» **Task details**
Reproduce the listing below verbatim, leaving out the pictures.

__________

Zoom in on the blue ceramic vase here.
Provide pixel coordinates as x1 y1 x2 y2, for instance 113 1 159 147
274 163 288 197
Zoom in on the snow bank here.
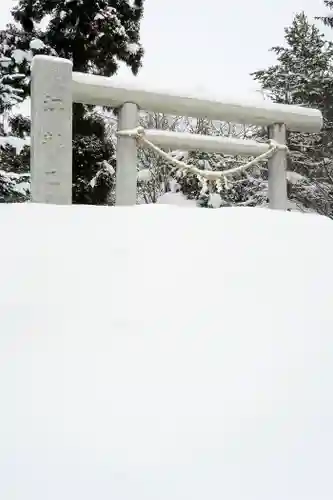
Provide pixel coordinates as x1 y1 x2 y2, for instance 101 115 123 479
0 204 333 500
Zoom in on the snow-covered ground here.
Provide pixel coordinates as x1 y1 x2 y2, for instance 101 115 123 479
0 204 333 500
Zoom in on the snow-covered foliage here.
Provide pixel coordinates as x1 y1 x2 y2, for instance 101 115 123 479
253 13 333 217
0 204 333 500
0 0 143 204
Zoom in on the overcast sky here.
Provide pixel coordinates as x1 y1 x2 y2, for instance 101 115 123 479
0 0 333 94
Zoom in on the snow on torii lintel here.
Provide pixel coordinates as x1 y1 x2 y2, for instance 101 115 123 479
0 204 333 500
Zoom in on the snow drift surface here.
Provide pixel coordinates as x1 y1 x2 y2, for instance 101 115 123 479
0 204 333 500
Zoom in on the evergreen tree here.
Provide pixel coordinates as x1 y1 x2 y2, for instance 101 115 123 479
0 47 29 203
316 0 333 28
253 12 333 217
0 0 143 204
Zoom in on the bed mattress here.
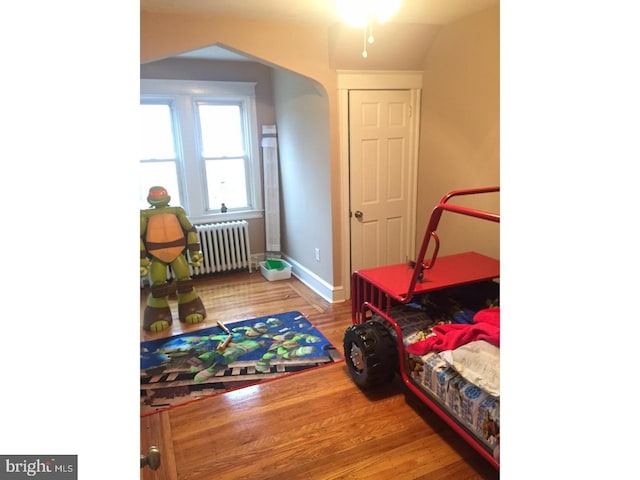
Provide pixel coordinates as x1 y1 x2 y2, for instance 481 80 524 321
380 305 500 456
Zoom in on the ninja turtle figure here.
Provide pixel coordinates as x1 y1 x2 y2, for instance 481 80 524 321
140 186 206 332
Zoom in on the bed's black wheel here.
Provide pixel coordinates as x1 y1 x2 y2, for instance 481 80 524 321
343 320 398 389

__________

» **Result**
Zoom in on the blue ceramic vase here.
Provide pixel coordinates as x1 y1 x2 y2, for instance 113 1 159 147
274 163 288 197
Zoom in on the snow bank here.
Provide pixel coordinates as x1 y1 x2 y2, for instance 101 115 123 479
0 204 333 500
Zoom in on the snow-covered ground here.
Provide pixel coordinates as x1 y1 x2 y2, for instance 101 115 123 479
0 204 333 500
Zoom in on the snow-covered foliage here.
Provide pixel coordinates as x1 y1 x2 y2, for instance 101 115 123 479
253 13 333 217
0 204 333 500
0 0 143 204
Zoom in on the overcast sky here.
Provide pixel coordinates as x1 y1 x2 y2, for instance 101 115 123 479
0 0 333 94
Zoom in on the snow on torii lintel here.
Provide pixel coordinates as x1 y1 x2 y2, for instance 101 115 123 479
0 204 333 500
Zoom in on the snow drift surface here.
Provide pixel coordinates as x1 y1 x2 y2, for instance 101 115 123 479
0 204 333 500
Zoom in on the evergreen tree here.
Provide pixel coordinates as x1 y1 x2 y2, for instance 101 115 123 479
0 47 29 203
316 0 333 28
253 12 333 217
0 0 143 204
Zoom in on the bed mattress here.
Provide pixel coordinates as x1 y1 x2 y2, for instance 481 80 524 321
380 305 500 456
Zoom in on the ninja turtle figure here.
Provide pixel coordinates as x1 y1 x2 y2, for instance 481 80 524 321
140 186 206 332
Zoom in on the bed's black wheel here.
Provide pixel coordinates as x1 y1 x2 y2, for instance 481 80 524 321
343 320 398 389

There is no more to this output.